Aim a: In the listing below, write out the lines starting with the line that contains "the donkey nostril." and going on through the line that contains "pixel 134 166". Reproduce them character for character.

Passage:

+---+

They write b2m on lippies you get with the program so those can't be returned or exchanged.  That's fair to me, especially since you had the chance to pick out and try any one that is permanent.  
What annoys me here is you can only do one back 2 mac per purchase.  Once i spent over 2 bills and was hoping to cash in 12 empties for 2 lipsticks and they wouldn't do it. Actually were rude about it, thats probably the rudest experience i've ever had there...all for not knowing a store policy. :/  So i'm slower to depot now.


----------



## pdtb050606 (May 5, 2009)

^^ Which store did you go to here? I've never had that problem in this area??


----------



## pumpkincat210 (May 5, 2009)

Quote:

   Originally Posted by *pdtb050606* 

 
_^^ Which store did you go to here? I've never had that problem in this area??_

 
The one in the Woodlands mall macy's and at Memorial city mall macy's.


----------



## pdtb050606 (May 5, 2009)

Really! The Woodlands is my regular counter, and they never hassle me-do you remember who you dealt with?

+---+

Records provided:
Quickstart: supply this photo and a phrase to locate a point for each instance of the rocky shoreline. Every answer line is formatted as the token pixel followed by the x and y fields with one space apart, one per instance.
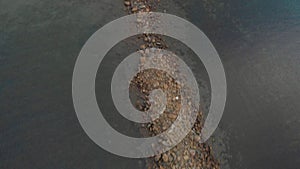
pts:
pixel 189 153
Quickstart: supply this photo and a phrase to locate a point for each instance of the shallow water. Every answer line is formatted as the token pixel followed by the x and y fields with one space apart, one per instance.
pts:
pixel 258 42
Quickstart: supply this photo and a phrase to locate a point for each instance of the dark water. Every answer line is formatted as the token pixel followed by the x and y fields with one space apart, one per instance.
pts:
pixel 258 42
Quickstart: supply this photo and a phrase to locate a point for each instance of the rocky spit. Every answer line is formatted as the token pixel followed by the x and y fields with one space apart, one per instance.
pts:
pixel 189 153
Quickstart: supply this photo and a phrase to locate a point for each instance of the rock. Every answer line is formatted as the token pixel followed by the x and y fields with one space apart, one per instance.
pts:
pixel 165 158
pixel 157 157
pixel 134 9
pixel 127 3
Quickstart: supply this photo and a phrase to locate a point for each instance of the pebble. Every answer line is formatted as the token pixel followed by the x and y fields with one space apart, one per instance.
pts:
pixel 127 3
pixel 185 157
pixel 165 158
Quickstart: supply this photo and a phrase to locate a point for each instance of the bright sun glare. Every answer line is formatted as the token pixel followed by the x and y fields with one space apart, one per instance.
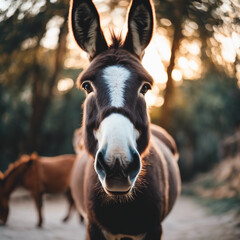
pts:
pixel 188 64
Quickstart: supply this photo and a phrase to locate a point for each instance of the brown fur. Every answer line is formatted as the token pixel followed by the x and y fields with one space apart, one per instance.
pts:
pixel 38 175
pixel 138 213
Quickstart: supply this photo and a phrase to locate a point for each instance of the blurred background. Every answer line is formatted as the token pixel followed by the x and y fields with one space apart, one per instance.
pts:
pixel 194 58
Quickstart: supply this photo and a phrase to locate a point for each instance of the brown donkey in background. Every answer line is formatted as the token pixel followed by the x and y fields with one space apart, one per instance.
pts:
pixel 126 179
pixel 38 175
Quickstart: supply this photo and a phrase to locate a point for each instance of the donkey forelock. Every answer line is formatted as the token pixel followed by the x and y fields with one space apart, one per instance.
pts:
pixel 116 123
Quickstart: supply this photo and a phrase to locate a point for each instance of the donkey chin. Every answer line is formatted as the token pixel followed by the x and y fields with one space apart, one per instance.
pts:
pixel 117 161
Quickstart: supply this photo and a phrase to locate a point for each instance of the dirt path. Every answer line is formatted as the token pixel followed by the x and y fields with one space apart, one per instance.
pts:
pixel 188 221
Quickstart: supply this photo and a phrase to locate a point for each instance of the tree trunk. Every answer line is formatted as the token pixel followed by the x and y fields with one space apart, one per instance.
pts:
pixel 42 97
pixel 169 91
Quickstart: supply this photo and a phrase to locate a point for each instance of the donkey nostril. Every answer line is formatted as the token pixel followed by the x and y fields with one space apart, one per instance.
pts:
pixel 101 165
pixel 134 166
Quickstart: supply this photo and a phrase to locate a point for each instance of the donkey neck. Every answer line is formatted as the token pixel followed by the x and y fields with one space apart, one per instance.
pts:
pixel 14 178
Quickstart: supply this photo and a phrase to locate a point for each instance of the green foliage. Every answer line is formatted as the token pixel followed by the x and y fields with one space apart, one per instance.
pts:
pixel 203 113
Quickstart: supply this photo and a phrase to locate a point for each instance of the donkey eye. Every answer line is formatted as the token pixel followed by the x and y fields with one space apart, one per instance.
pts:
pixel 145 88
pixel 87 87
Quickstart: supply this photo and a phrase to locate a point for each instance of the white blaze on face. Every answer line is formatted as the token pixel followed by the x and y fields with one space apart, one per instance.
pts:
pixel 116 77
pixel 118 135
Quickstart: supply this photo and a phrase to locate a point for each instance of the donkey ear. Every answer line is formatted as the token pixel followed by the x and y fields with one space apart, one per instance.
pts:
pixel 85 24
pixel 140 27
pixel 1 176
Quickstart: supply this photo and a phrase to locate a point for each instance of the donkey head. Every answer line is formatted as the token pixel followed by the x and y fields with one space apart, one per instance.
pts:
pixel 115 123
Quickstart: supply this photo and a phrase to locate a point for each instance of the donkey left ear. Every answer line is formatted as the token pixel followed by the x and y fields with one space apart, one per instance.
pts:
pixel 140 27
pixel 85 24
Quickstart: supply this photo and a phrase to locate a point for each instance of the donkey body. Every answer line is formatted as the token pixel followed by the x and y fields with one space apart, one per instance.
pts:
pixel 38 175
pixel 126 178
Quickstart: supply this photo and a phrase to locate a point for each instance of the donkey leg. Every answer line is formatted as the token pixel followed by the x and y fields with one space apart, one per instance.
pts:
pixel 38 201
pixel 70 206
pixel 94 232
pixel 154 234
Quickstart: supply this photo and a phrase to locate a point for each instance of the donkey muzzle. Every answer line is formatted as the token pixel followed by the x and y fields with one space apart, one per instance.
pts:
pixel 118 175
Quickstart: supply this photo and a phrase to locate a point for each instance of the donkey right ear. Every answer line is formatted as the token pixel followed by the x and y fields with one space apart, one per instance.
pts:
pixel 85 24
pixel 1 176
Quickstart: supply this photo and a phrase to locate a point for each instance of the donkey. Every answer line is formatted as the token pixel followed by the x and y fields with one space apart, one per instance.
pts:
pixel 126 178
pixel 38 175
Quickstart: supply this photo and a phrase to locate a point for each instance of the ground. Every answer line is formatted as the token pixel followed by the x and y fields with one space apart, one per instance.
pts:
pixel 188 221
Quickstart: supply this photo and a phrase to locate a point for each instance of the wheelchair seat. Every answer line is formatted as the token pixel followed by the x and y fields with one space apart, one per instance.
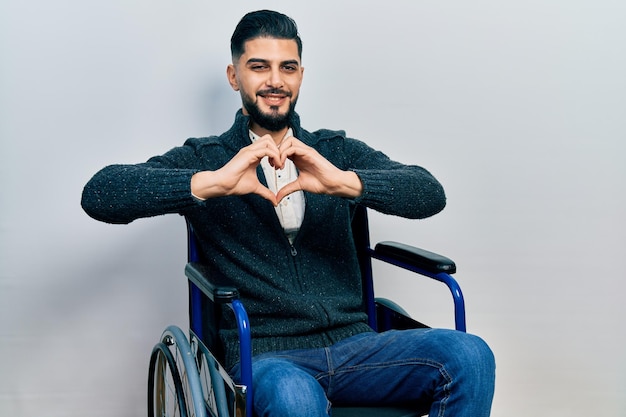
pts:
pixel 186 375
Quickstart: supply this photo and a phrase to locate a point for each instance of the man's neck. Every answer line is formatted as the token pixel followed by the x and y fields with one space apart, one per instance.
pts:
pixel 277 136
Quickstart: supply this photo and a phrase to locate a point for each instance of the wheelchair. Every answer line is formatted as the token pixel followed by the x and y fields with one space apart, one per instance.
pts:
pixel 186 378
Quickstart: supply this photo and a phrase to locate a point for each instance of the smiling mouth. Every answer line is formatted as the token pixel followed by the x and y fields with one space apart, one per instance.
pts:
pixel 274 97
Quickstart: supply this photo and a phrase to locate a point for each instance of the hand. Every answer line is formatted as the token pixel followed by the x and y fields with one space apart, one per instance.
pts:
pixel 316 173
pixel 238 176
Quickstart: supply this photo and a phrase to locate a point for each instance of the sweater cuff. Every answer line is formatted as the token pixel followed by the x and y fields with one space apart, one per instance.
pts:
pixel 377 189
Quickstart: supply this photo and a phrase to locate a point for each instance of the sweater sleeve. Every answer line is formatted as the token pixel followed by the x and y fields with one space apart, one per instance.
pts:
pixel 123 193
pixel 391 187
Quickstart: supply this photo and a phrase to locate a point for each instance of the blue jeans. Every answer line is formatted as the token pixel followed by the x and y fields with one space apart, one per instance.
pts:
pixel 442 372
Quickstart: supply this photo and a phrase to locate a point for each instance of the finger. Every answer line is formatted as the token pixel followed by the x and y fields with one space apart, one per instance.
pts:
pixel 267 194
pixel 292 187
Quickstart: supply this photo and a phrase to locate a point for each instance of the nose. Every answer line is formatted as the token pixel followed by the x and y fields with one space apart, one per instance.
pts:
pixel 275 79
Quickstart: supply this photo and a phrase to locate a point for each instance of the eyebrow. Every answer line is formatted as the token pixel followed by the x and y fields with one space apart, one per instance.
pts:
pixel 265 61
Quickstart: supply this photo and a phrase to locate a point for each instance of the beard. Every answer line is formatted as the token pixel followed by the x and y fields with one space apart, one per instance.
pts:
pixel 273 121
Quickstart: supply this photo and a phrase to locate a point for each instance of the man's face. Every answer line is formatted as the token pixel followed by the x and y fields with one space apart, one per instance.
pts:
pixel 268 76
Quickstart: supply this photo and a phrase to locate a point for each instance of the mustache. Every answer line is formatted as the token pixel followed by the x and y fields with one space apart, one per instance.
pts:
pixel 276 91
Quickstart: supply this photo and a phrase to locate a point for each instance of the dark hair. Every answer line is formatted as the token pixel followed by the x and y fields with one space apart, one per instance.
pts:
pixel 263 24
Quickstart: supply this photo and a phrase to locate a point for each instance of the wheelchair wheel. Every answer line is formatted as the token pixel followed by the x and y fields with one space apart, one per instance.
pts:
pixel 165 390
pixel 173 382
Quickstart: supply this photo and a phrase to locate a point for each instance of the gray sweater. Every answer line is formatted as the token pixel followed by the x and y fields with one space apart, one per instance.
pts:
pixel 301 295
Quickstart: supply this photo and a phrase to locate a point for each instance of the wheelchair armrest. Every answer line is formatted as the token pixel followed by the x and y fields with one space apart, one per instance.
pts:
pixel 420 258
pixel 218 292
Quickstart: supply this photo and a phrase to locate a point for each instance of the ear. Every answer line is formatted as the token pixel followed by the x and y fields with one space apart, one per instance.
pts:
pixel 231 74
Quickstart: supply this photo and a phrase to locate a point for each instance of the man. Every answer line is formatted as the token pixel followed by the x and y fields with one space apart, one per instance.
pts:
pixel 271 204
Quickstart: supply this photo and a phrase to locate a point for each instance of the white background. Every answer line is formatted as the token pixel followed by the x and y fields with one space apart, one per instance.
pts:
pixel 519 108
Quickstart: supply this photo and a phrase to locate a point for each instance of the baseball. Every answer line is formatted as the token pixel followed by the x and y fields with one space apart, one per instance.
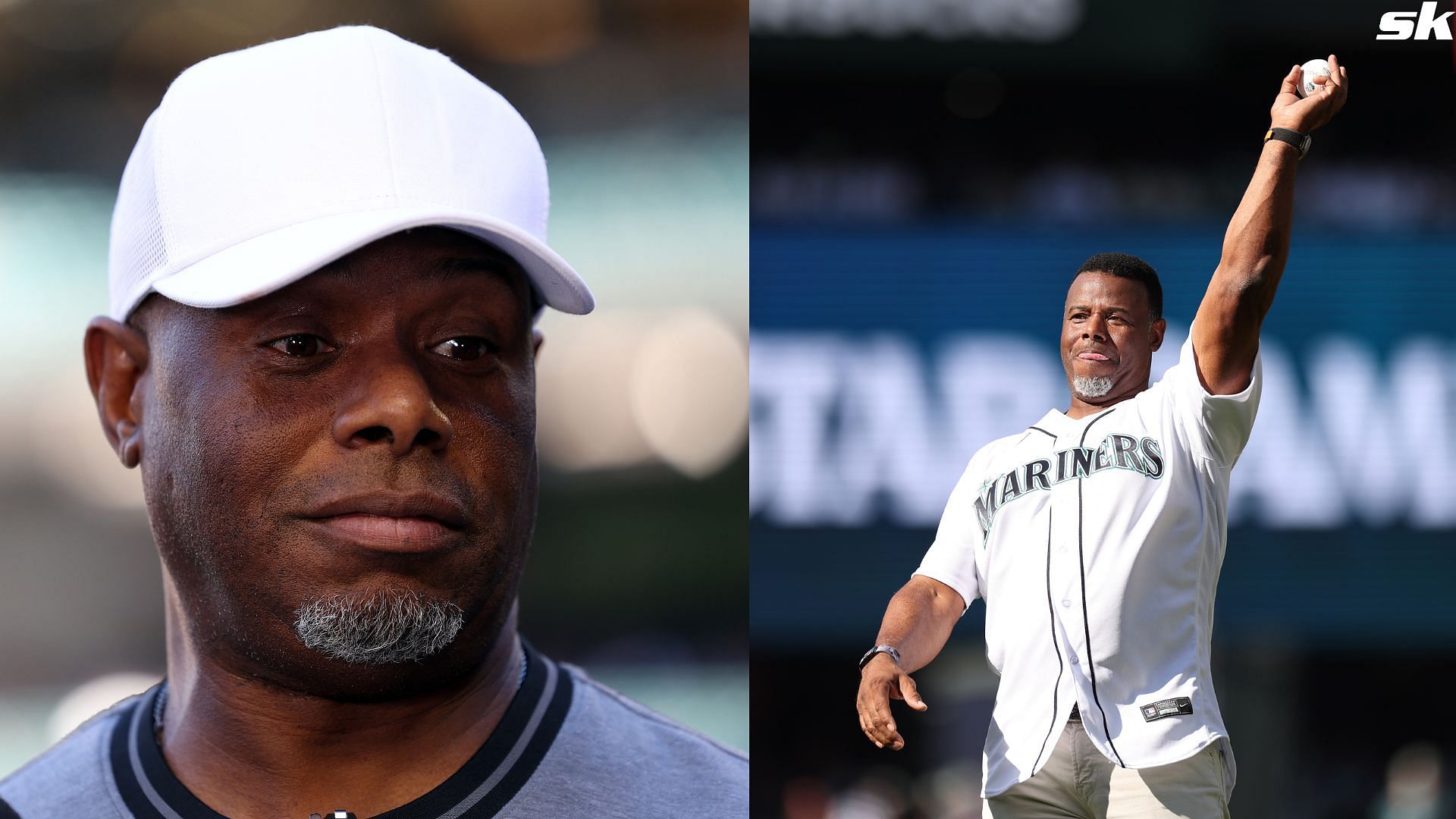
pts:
pixel 1307 76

+---+

Aim b: Pull the passage from the forum thread above that starts with "The one in the" and goes on through "you dealt with?", copying it word for word.

Final answer a:
Quickstart: supply this photo and a phrase to locate a point for each instance of the donkey nostril. Every answer line is formatted as the token pixel followed by the x and y fields with one space apart, one per instance.
pts:
pixel 101 165
pixel 134 166

Final answer b:
The one in the Woodlands mall macy's and at Memorial city mall macy's.


----------



## pdtb050606 (May 5, 2009)

Really! The Woodlands is my regular counter, and they never hassle me-do you remember who you dealt with?